**Work to complete**
1/ Answer these questions from the interview:
(a) Which band collaborated with Will Potter on the recent record?
(b) Who took the live photos?
(c) Which label released the collaboration?
2/ Write out the interview from "Yes, Will wrote" down to "was incredibly refreshing.", substituting "unified record" for "cohesive record".

Uncompromising lyricism and investigative nature of punk rock and hardcore punk has always been among the first to comment on the injustices of society, posing as one of the most direct, counterculture, angry, but also political and highly educational forms of arts. The recent record from Baltimore metallic hardcore band OLD LINES and acclaimed social activist and author Will Potter does just that. I sat down with the band’s Mitch Roemer (previously of PULLING TEETH and RUINER) and Will to unveil more details on their collaboration, and learn more about the government surveillance, social vulnerability, our fundamental rights, the political influence of punk, and more.
The U.S. has been maestros of conducting surveillance of its citizens since the early days of the country, and the ability to spy in the digitilized world we live in has dramatically improved in the last couple of decades and have intensified our fears about the years to come. Will Potter‘s work and his recent collaboration with OLD LINES released by Life Advice Records, examines the issue of surveillance and data mining and grapples with these problems. Hopefully as more and more serious issues return to out webzine and we turn to more serious conversations, inspiring personas like Mitch and Will will keep you engaged and calling on your friends to go beyond music, educate and debate on what matters, and get involved. Read the full interview below and be sure to browse through IDIOTEQ pages to find more inspiring thoughts from Greg Bennick of TRIAL, Daniel Albaigh of DIE YOUNG, punk activist Rich Stremme, Washington, D.C.’s FREE CHILDREN OF EARTH, feminist post hardcore band PETROL GIRLS, political irish punk BURNCHURCH, and more!
Live photos by Josh Sisk. Interview conducted over the course of the warmer months of this year.
Hey there guys! Thanks so much for taking some time with IDIOTEQ. How are you? How have this Spring and Summer been treating you so far?
Thanks for having me! I’m as good as I can be, spring and summer so far have been absurdly busy with band, label, professional life and of course personal life.
Yeah, let’s dive into it, starting with your latest EP release. Were you both engaged in selecting specific pieces of his talks for this release? How was this collaboration arranged?
Yes, Will wrote his spoken word tracks to fit with our lyrics and match the tone of our songs. After we got our music arranged and recorded, Will and our singer Matt went into the studio together with Kevin Bernsten (Developng Nations Studios) to iron out Will’s ideas and figure out how to make everything flow together as a cohesive record all the way down to the track titles. Will put it best, “at every step we wanted to merge our work.” I personally didn’t know what to expect since we have never gotten a chance to work on a project like this before, but I think it turned out great and getting a chance to work with someone like Will who totally went out on a limb to work with OLD LINES was incredibly refreshing.

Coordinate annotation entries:
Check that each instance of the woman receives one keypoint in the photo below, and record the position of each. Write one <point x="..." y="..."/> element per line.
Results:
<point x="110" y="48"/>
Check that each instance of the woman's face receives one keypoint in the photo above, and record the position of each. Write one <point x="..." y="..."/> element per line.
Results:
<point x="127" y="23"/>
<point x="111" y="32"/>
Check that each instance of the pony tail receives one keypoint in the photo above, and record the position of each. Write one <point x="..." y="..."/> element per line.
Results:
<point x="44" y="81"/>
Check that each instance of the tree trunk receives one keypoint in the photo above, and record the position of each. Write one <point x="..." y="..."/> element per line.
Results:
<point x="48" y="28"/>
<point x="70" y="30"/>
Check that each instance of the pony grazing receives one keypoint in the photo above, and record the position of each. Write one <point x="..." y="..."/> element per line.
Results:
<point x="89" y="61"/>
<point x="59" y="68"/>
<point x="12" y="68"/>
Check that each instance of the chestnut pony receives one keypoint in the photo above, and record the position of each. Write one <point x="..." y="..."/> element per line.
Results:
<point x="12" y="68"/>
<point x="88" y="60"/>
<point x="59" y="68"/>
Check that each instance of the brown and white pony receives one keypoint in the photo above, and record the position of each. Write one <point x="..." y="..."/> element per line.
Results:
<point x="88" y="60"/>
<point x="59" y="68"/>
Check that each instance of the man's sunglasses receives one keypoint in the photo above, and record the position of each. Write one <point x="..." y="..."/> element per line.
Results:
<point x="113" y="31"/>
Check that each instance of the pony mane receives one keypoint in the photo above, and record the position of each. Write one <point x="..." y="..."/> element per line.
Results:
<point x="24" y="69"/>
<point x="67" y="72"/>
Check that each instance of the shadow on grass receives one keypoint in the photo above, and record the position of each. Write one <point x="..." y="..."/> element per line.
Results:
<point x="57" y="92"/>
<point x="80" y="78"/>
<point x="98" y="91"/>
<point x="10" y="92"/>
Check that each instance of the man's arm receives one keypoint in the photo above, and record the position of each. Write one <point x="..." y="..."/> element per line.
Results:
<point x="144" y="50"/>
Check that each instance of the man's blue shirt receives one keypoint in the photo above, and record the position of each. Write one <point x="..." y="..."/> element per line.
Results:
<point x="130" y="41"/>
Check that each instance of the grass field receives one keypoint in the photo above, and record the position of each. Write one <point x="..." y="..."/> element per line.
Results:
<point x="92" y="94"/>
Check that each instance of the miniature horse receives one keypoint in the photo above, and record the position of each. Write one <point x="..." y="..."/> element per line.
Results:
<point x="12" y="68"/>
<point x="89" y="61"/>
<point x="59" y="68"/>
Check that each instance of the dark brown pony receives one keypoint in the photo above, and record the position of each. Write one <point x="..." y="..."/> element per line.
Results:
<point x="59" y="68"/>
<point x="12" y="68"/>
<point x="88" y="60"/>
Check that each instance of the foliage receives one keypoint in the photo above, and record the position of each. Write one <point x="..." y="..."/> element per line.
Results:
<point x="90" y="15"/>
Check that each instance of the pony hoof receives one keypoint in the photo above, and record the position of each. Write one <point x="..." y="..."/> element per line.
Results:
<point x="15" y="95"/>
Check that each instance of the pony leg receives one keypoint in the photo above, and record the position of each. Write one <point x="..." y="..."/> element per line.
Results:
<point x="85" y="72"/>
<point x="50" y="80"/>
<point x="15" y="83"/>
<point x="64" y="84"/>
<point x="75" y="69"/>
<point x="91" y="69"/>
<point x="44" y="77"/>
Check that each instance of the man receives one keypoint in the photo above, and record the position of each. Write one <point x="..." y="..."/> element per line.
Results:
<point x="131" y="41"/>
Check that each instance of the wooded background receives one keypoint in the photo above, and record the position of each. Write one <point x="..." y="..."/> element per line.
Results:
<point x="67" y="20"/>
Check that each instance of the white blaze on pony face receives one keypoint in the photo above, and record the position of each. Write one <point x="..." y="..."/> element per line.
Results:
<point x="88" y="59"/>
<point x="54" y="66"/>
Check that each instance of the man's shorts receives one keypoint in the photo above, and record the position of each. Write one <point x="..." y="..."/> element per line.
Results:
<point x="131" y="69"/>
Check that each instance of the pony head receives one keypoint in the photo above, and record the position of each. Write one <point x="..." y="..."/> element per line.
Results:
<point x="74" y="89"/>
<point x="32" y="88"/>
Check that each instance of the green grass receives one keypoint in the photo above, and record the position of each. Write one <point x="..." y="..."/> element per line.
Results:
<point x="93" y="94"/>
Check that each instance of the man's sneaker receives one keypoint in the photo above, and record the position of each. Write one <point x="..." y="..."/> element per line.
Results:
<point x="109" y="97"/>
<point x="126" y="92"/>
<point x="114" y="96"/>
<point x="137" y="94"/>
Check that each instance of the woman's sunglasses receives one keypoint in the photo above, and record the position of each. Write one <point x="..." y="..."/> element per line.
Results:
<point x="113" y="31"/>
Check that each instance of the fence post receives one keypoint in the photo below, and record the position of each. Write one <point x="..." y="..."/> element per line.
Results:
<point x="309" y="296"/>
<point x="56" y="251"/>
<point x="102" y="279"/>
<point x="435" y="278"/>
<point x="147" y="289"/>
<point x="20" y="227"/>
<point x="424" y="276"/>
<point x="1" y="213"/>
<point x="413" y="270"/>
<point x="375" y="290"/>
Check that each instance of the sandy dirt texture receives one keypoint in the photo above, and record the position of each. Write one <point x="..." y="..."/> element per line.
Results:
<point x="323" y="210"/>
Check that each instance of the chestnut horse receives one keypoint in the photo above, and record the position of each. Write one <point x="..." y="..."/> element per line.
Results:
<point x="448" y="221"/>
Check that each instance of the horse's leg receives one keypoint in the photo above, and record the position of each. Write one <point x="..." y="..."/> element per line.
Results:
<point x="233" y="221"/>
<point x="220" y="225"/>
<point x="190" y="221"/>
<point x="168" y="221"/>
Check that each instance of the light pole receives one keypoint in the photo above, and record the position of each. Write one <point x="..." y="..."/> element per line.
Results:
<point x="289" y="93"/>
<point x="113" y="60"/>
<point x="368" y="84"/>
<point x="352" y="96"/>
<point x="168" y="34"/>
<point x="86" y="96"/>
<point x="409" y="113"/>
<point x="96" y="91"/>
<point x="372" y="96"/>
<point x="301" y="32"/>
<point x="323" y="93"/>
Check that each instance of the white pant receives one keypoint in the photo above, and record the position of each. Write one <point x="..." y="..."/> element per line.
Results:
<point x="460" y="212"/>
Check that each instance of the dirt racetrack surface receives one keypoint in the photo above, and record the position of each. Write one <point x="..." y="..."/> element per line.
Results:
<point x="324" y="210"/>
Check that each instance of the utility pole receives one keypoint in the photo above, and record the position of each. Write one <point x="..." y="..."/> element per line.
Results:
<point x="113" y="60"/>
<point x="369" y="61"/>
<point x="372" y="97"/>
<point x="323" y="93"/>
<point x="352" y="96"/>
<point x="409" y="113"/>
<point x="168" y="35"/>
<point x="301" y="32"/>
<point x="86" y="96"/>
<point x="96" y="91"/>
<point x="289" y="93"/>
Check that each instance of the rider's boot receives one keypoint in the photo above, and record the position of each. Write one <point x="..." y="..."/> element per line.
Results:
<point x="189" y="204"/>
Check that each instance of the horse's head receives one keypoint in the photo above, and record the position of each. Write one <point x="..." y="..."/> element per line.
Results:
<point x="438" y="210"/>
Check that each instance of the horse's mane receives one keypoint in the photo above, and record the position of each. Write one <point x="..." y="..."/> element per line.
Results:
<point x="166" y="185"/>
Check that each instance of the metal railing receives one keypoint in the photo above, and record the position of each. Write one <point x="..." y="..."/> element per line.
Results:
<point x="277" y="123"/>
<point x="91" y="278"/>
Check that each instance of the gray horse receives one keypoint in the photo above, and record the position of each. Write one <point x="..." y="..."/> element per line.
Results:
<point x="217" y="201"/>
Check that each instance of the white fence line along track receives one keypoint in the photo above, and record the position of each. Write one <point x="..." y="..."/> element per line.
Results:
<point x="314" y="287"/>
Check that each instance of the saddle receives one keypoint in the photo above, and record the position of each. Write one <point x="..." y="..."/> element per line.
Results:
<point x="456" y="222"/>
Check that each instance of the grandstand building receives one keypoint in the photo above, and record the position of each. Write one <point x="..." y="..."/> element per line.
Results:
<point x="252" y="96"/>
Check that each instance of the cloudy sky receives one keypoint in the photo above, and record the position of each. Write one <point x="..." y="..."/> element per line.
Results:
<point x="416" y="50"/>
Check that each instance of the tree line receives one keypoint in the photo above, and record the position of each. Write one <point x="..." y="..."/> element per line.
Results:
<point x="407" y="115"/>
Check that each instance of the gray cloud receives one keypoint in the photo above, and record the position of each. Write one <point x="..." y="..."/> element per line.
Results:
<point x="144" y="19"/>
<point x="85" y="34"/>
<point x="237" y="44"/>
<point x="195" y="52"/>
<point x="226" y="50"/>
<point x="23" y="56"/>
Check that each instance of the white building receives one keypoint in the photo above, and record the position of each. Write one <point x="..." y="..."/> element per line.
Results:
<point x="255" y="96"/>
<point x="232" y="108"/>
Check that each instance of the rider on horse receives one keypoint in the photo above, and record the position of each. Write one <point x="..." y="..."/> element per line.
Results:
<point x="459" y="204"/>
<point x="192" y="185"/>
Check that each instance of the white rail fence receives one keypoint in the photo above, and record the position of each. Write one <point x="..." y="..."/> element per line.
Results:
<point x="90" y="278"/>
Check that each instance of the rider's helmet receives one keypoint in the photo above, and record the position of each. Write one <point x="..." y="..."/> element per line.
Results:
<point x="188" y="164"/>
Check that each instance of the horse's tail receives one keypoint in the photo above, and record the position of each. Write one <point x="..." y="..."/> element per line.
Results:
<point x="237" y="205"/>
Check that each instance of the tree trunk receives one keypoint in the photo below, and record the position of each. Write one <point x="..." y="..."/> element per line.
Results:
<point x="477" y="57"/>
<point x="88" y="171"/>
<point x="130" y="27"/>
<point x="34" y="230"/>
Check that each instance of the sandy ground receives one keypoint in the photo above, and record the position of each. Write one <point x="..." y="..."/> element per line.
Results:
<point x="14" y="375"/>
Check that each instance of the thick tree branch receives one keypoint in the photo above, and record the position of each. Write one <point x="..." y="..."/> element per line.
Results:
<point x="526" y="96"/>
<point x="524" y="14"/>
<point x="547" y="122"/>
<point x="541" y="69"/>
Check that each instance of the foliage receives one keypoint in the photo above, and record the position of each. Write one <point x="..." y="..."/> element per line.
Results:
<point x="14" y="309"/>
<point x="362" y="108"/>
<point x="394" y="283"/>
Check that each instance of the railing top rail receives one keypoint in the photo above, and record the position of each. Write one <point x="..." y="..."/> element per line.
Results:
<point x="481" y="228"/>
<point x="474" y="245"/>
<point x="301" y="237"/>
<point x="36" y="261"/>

**Solutions to the exercise**
1/
(a) OLD LINES
(b) Josh Sisk
(c) Life Advice Records

2/
Yes, Will wrote his spoken word tracks to fit with our lyrics and match the tone of our songs. After we got our music arranged and recorded, Will and our singer Matt went into the studio together with Kevin Bernsten (Developng Nations Studios) to iron out Will’s ideas and figure out how to make everything flow together as a unified record all the way down to the track titles. Will put it best, “at every step we wanted to merge our work.” I personally didn’t know what to expect since we have never gotten a chance to work on a project like this before, but I think it turned out great and getting a chance to work with someone like Will who totally went out on a limb to work with OLD LINES was incredibly refreshing.